__Directions__. Write out every entry again exactly as it stands.

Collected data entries
++++++++++++++++++++

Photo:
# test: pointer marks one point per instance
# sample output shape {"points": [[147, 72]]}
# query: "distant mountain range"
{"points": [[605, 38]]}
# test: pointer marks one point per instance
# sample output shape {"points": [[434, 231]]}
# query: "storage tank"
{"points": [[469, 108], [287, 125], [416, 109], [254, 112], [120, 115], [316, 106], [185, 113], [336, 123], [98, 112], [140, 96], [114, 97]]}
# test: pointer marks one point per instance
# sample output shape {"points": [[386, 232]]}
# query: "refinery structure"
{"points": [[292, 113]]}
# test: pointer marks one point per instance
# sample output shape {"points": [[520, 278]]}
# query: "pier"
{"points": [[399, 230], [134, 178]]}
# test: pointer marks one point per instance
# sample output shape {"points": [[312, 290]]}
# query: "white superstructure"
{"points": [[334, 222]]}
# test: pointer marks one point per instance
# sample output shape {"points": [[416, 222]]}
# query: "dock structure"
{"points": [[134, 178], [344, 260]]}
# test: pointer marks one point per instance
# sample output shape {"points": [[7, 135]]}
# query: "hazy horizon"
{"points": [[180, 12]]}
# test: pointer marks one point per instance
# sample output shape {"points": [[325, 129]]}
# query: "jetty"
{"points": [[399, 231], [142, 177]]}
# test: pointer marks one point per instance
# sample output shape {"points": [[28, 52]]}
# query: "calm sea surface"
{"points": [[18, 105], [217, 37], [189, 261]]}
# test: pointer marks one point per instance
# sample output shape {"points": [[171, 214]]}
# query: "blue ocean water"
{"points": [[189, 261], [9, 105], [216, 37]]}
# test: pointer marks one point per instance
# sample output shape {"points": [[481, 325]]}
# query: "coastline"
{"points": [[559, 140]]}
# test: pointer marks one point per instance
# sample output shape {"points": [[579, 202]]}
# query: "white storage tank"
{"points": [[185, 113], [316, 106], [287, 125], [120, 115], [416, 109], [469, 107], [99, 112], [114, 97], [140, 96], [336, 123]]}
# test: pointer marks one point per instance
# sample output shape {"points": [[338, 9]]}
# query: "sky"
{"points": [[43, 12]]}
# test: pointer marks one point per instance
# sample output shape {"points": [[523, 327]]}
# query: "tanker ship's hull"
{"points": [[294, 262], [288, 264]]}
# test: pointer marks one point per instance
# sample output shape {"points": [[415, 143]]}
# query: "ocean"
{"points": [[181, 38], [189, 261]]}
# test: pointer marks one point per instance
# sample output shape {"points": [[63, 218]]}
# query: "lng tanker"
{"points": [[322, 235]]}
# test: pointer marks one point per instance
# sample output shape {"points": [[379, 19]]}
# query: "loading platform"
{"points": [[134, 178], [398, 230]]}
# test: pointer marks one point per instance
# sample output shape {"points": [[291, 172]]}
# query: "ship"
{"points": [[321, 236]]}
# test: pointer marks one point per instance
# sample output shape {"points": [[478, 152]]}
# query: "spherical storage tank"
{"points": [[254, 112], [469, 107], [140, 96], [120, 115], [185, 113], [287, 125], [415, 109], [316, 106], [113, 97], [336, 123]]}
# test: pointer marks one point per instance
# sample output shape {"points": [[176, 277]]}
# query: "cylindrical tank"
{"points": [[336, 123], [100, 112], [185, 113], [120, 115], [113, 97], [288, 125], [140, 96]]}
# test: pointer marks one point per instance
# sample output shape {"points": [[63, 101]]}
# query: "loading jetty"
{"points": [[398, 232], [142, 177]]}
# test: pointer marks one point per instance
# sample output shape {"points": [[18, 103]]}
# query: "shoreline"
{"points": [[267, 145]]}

++++++++++++++++++++

__Written solution__.
Photo:
# test: pointer marks one point per instance
# sample output shape {"points": [[147, 72]]}
# query: "distant mountain range"
{"points": [[605, 38]]}
# test: pointer marks one point per instance
# sample output shape {"points": [[434, 231]]}
# query: "storage tank"
{"points": [[469, 108], [287, 125], [416, 109], [254, 112], [120, 115], [316, 106], [185, 113], [336, 123], [98, 112], [140, 96], [114, 97]]}
# test: pointer marks one point per instance
# sample output shape {"points": [[386, 232]]}
# query: "refinery structure"
{"points": [[292, 113]]}
# test: pointer marks one point per instance
# sample output shape {"points": [[520, 278]]}
# query: "pier"
{"points": [[399, 230], [134, 178]]}
# test: pointer marks one point per instance
# sample output shape {"points": [[312, 290]]}
# query: "white superstructure"
{"points": [[334, 222]]}
# test: pointer marks one point per instance
# sample output shape {"points": [[416, 222]]}
# query: "dock structure"
{"points": [[134, 178], [344, 260]]}
# test: pointer marks one point per instance
# sample output shape {"points": [[7, 135]]}
# query: "hazy horizon"
{"points": [[180, 12]]}
# test: pointer marks one point per instance
# sample output shape {"points": [[325, 129]]}
# query: "jetty"
{"points": [[399, 231], [142, 177]]}
# test: pointer marks one point per instance
# sample output shape {"points": [[28, 52]]}
# query: "calm sea surface"
{"points": [[18, 105], [217, 37], [189, 261]]}
# test: pointer marks one point per instance
# sample output shape {"points": [[171, 214]]}
# query: "blue ocean water"
{"points": [[189, 261], [9, 105], [216, 37]]}
# test: pointer marks one point per instance
# sample output shape {"points": [[481, 325]]}
# query: "coastline"
{"points": [[559, 140]]}
# test: pointer marks one point per instance
# sample output shape {"points": [[579, 202]]}
# query: "white storage tank"
{"points": [[185, 113], [316, 106], [287, 125], [120, 115], [416, 109], [469, 107], [99, 112], [114, 97], [140, 96], [336, 123]]}
# test: pointer marks one point per instance
# sample output shape {"points": [[338, 9]]}
# query: "sky"
{"points": [[43, 12]]}
# test: pointer marks one point per instance
# sample output shape {"points": [[523, 327]]}
# query: "tanker ship's hull"
{"points": [[294, 262], [288, 264]]}
# test: pointer marks one point per instance
# sample output shape {"points": [[415, 143]]}
# query: "ocean"
{"points": [[181, 38], [189, 261]]}
# test: pointer marks one point per instance
# sample output shape {"points": [[63, 218]]}
# query: "lng tanker"
{"points": [[322, 235]]}
# test: pointer marks one point per instance
# sample output shape {"points": [[379, 19]]}
# query: "loading platform"
{"points": [[134, 178], [398, 230]]}
# test: pointer marks one point per instance
# sample output shape {"points": [[291, 172]]}
# query: "ship"
{"points": [[321, 236]]}
# test: pointer marks one point per instance
# sample output shape {"points": [[478, 152]]}
# query: "spherical storage tank"
{"points": [[254, 112], [469, 107], [140, 96], [120, 115], [185, 113], [287, 125], [415, 109], [316, 106], [113, 97], [336, 123]]}
# test: pointer marks one point per instance
# sample output shape {"points": [[176, 277]]}
# query: "cylindrical tank"
{"points": [[336, 123], [100, 112], [185, 113], [120, 115], [113, 97], [288, 125], [140, 96]]}
# test: pointer marks one point per instance
# sample output shape {"points": [[63, 101]]}
# query: "loading jetty"
{"points": [[398, 232], [142, 177]]}
# test: pointer marks one point per instance
# sample output shape {"points": [[18, 103]]}
# query: "shoreline"
{"points": [[267, 145]]}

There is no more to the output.